#### Задание:
Переведите на английский это предложение из интервью о Тюмени: «Мы подошли — через два подъезда от моего стоит машина, у нее прострелено заднее стекло.»

#### Текст:
Нам повезло, что мы тогда были мелкими. Очень мелкими. Вот у меня сестра, она 80-го года. И у нее фотография одноклассников, там просто половины пацанов нет в живых. Вот 80-й год, когда тебе в 2000 типа 19−20, они приняли удар на себя, конечно, жёстче.
— Самое жёсткое, что ты видел своими глазами?
— Однажды мы играли во дворе и услышали клаксон, он громко на весь двор орал, потом что-то начал сбоить и все равно орал. Как будто кто-то зажал. Мы подошли — через два подъезда от моего стоит машина, у нее прострелено заднее стекло. Причем выстрела мы не слышали. Дырка в заднем стекле и дырка в башке у водителя. Он всем огромным телом навален на руль. И это все орет на весь двор.
— Как ты всего этого избежал?
— Я думаю, что основное — это действительно возраст. Мы были всё-таки помладше, и не было такого, что нам дохуя предлагали. У нас были типы, которые ставились, но и они, к счастью, не особо были настроены затягивать к себе людей. Просто для большинства, Тюмень — это нефть, бабки, и сейчас ты приезжаешь в город, красивейшее место, чистое, все мэра обожают, все цветет, классно, и вот поэтому еще люди думают: "Ты уверен, что про Тюмень рассказываешь?". А я пиздец как уверен, что про Тюмень рассказываю.
ШАНСОНЧИК И МНОГОТОЧИЕ, РЭП В ПРОВИНЦИИ
— Хорошо, тебе 15 лет, нулевые, какой твой первый рэп?
— Я помню самую первую рэп-песню. Мы до этого слышали что-то похожее на рэп. Децл вышел, мы слышали все Децла, он как бы говорил на нашем языке. Но потом я услышал Black Attack "Heartless". Где на снейр он, блядь, заканчивает слова. Где он читает, как будто гвозди вколачивает. И я такой: "Я хочу так", вот я прям об этом подумал. Я хочу читать, как этот человек читает, как будто сваи вбивает. Недавно себе в Spotify добавил, ехал в тачке, кайфовал просто. Всё еще так же круто, у меня прям мурашки были.

#### Строки данных:
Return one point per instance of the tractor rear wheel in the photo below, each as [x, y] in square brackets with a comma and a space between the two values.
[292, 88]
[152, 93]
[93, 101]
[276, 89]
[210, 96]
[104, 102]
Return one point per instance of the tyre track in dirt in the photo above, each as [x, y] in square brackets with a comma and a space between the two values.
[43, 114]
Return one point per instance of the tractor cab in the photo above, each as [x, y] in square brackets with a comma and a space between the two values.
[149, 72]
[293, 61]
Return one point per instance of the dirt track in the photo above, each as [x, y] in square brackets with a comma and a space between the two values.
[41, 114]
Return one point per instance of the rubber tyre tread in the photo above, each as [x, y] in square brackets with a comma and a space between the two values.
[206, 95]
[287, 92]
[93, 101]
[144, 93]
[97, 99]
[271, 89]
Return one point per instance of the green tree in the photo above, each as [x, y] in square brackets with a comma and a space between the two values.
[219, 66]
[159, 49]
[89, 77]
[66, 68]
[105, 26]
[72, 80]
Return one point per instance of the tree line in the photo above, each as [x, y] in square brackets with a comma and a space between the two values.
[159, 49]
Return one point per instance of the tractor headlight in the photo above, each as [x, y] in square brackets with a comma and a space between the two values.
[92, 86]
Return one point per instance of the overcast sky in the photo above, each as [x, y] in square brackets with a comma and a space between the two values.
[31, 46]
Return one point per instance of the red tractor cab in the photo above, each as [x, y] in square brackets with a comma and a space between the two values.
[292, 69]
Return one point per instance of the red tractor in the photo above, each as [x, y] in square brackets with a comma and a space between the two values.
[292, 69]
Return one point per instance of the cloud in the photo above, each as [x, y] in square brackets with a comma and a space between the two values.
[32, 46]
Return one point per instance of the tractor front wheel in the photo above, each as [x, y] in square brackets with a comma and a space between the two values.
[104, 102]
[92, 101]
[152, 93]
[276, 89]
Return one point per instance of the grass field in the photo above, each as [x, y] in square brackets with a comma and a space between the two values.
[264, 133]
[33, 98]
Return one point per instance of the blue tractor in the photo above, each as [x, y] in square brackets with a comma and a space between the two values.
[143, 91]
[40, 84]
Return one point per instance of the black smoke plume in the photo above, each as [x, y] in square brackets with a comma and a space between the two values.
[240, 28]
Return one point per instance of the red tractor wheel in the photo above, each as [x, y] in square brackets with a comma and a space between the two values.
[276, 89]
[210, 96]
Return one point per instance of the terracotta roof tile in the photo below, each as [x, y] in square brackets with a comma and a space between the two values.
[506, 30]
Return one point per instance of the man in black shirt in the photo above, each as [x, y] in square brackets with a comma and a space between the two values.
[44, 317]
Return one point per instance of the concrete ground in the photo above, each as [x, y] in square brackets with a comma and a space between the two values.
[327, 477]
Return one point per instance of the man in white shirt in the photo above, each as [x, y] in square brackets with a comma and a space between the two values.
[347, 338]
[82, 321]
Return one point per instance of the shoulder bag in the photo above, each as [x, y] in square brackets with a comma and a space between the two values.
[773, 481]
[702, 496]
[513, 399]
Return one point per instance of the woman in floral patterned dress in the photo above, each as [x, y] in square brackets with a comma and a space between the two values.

#### Ответ:
We walked over: two entrances down from mine there's a car with its rear window shot through.